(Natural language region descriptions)
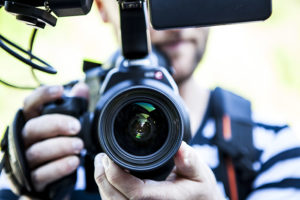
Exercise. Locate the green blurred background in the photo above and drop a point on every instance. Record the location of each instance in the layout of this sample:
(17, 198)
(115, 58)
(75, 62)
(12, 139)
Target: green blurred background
(260, 60)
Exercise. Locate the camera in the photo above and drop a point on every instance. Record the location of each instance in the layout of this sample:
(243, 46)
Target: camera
(139, 119)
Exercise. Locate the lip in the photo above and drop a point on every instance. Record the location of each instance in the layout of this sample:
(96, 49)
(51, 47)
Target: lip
(172, 46)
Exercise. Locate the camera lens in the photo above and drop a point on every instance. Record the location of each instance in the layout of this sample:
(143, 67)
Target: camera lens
(141, 128)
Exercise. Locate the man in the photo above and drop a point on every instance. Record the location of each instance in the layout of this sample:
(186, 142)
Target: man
(51, 157)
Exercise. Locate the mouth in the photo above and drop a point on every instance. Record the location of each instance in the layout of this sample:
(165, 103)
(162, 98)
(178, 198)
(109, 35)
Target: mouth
(173, 48)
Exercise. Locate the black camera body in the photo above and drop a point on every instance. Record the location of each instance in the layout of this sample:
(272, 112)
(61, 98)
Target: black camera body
(139, 120)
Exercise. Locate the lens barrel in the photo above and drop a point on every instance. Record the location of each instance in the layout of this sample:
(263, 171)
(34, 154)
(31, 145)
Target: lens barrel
(141, 128)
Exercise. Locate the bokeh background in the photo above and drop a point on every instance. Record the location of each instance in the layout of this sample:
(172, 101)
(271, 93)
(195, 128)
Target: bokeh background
(260, 60)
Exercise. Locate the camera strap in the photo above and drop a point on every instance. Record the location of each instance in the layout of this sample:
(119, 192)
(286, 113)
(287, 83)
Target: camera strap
(234, 140)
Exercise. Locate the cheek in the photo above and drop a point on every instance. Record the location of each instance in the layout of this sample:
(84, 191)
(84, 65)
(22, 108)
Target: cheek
(184, 62)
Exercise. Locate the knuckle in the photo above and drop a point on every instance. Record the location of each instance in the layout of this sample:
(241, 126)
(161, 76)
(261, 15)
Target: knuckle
(28, 127)
(136, 194)
(32, 155)
(38, 183)
(113, 178)
(100, 179)
(67, 165)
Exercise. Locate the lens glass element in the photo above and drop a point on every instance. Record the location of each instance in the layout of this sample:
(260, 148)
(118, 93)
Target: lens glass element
(141, 128)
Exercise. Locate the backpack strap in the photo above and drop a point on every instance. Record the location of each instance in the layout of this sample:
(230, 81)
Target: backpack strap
(234, 140)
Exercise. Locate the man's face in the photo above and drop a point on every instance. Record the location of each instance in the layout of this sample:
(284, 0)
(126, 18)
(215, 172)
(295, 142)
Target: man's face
(183, 47)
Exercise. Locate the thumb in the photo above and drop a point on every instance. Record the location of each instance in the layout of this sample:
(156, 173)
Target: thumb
(80, 90)
(188, 163)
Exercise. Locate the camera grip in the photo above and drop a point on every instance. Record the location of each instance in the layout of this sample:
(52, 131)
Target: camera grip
(76, 107)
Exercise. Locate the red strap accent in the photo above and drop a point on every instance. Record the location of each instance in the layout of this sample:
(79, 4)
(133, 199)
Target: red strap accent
(228, 161)
(226, 127)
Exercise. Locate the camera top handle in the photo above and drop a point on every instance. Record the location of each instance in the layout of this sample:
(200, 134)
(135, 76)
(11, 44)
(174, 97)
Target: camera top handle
(134, 34)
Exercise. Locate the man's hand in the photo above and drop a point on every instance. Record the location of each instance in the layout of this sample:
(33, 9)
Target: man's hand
(190, 179)
(50, 151)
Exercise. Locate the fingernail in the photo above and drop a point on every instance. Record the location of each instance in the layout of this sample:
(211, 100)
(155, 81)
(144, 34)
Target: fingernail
(98, 160)
(74, 126)
(77, 145)
(186, 154)
(55, 90)
(73, 162)
(105, 162)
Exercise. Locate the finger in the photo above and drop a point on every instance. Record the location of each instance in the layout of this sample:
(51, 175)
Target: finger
(48, 126)
(34, 102)
(53, 171)
(56, 148)
(80, 90)
(106, 190)
(129, 185)
(190, 165)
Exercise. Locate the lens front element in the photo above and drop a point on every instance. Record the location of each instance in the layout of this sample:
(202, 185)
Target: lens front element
(141, 128)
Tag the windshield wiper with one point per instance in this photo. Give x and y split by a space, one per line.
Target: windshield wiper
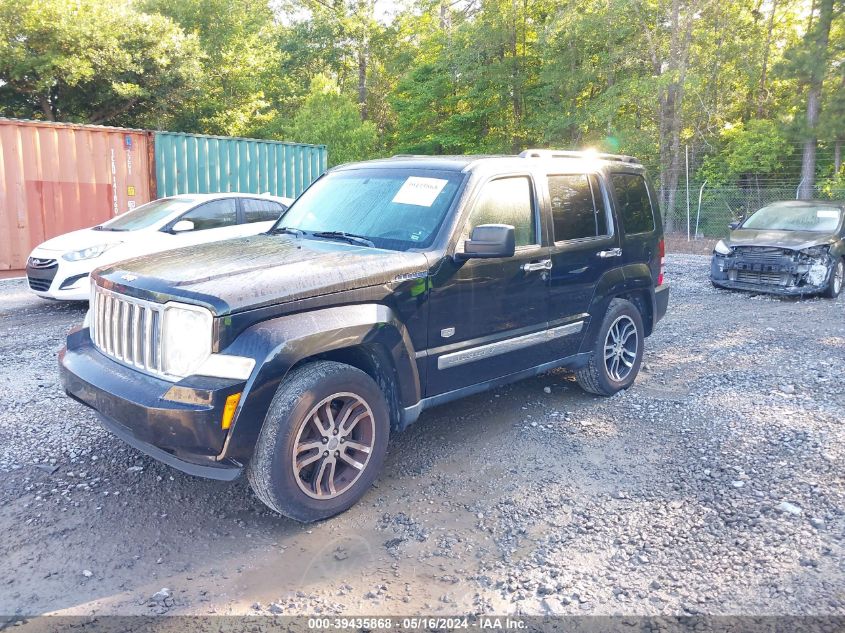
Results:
287 229
342 235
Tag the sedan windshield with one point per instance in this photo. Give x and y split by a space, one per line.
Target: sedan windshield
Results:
396 209
796 216
147 214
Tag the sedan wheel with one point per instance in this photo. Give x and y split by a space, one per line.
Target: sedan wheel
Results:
837 277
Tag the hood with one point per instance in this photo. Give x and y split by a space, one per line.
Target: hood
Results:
795 240
257 271
84 238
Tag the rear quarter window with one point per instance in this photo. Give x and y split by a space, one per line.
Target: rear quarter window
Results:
634 204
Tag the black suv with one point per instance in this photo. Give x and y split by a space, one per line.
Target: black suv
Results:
388 287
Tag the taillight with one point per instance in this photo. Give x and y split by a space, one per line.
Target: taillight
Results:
661 250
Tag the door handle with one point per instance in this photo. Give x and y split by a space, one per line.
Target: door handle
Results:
531 267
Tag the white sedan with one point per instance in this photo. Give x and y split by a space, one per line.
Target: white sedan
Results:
59 268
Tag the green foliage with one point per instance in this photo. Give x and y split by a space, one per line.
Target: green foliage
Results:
330 118
92 61
756 147
242 87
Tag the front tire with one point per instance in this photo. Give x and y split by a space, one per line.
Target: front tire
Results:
323 442
837 277
617 353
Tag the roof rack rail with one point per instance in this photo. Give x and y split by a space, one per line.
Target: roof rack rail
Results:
568 153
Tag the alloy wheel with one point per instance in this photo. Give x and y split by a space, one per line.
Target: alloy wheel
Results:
620 348
333 445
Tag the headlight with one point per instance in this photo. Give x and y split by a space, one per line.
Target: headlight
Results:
186 338
722 248
87 253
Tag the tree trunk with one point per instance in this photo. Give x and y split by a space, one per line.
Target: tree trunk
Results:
671 112
763 94
46 107
816 67
362 80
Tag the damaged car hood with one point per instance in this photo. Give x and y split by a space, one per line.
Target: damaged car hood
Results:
795 240
257 271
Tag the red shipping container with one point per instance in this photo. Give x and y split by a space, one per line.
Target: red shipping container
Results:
56 178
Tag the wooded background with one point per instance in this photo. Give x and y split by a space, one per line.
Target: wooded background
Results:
745 96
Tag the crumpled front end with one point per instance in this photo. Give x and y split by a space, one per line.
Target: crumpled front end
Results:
773 270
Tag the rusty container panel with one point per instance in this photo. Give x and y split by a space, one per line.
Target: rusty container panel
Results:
56 178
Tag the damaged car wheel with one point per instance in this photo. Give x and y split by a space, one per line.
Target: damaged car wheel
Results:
837 276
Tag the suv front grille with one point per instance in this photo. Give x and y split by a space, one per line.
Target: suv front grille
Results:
127 330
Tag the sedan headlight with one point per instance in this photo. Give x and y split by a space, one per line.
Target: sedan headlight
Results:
186 338
87 253
722 248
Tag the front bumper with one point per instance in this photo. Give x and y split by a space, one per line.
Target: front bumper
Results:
777 275
176 423
51 277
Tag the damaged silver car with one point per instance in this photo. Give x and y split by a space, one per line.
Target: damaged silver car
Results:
795 247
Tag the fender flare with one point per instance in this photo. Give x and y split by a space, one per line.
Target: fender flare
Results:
278 344
613 283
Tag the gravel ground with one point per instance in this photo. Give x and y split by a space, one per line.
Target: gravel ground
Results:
713 486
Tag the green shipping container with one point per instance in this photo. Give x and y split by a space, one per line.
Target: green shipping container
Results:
195 163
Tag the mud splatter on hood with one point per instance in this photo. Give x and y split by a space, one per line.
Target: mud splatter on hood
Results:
257 271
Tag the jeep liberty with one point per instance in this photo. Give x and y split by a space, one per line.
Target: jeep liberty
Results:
388 287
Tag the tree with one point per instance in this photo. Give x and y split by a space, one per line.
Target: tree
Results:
331 118
243 87
811 65
92 61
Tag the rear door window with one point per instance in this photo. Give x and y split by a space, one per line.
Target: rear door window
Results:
578 208
213 215
635 211
256 210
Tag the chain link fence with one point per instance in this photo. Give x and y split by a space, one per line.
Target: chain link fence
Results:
711 209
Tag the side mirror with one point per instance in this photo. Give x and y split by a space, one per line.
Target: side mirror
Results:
489 241
181 226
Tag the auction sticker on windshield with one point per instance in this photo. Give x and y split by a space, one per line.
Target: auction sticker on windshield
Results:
421 192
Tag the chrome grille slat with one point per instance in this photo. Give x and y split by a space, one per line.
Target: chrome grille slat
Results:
128 330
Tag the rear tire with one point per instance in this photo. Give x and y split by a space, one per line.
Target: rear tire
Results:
323 442
837 277
617 352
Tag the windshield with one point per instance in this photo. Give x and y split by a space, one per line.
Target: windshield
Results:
792 216
395 209
147 214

**EXERCISE GOAL**
Lines that contain "fence" are to be copied from the records above.

**ANSWER TO THIS EXERCISE**
Tag the chain link fence with one point per instance in this photo. Give x and y split by a space, one per line.
Target: chain link fence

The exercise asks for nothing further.